#### PROBLEM STATEMENT:
Transcribe every line from the one containing "Where can you find the silver button" to the end of the listing, exactly as written, and leave out the pictures.

= Beginning of Section =

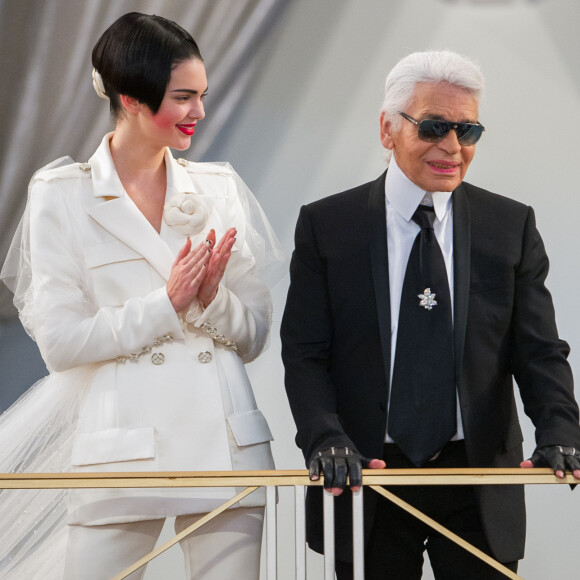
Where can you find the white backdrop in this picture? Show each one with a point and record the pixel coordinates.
(308, 127)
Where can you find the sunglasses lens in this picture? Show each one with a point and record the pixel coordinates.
(469, 134)
(434, 131)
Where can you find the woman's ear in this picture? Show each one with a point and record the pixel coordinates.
(131, 105)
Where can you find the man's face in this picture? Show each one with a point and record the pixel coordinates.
(433, 166)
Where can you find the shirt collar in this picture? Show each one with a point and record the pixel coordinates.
(404, 196)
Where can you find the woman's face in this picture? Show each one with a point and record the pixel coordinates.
(181, 108)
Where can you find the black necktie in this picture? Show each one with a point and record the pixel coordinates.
(422, 411)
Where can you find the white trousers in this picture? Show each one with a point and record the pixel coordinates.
(226, 547)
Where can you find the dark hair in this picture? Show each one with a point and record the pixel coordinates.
(135, 57)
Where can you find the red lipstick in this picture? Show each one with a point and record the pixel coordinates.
(187, 129)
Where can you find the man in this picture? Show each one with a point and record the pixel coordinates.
(401, 341)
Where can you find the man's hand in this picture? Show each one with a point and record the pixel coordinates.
(558, 457)
(338, 462)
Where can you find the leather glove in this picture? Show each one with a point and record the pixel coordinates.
(557, 457)
(336, 463)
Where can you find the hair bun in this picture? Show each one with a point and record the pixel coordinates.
(99, 85)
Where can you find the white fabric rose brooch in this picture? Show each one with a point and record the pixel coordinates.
(186, 213)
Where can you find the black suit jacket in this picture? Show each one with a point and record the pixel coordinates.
(336, 344)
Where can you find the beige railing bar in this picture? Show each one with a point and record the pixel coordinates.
(444, 531)
(281, 478)
(271, 536)
(300, 532)
(184, 533)
(328, 515)
(251, 480)
(358, 536)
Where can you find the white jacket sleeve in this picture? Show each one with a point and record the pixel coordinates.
(61, 311)
(240, 315)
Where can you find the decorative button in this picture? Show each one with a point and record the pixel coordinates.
(204, 357)
(207, 327)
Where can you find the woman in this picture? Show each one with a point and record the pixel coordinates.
(142, 280)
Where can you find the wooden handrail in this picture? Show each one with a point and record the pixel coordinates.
(452, 476)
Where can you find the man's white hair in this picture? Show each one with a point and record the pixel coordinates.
(432, 66)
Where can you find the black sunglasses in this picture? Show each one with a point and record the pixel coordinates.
(434, 131)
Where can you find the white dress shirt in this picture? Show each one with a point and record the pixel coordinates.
(402, 199)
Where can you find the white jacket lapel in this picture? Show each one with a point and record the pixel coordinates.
(117, 213)
(122, 219)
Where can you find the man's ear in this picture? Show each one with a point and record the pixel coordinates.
(131, 105)
(386, 138)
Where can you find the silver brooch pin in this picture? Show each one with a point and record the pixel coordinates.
(427, 299)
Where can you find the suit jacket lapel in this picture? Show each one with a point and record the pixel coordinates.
(115, 211)
(461, 271)
(380, 266)
(122, 219)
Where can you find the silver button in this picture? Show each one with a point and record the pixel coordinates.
(204, 357)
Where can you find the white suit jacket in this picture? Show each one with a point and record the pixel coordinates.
(99, 271)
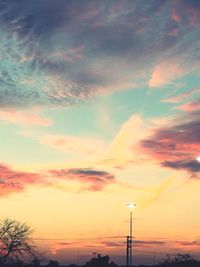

= End of Section =

#### WRITTEN REPLY:
Where can you find the silver button in this picture? Show each one with a point and record the pixel coordinates.
(204, 357)
Where can you find the white suit jacket in this picture? Show each one with a point and record the pixel coordinates.
(99, 271)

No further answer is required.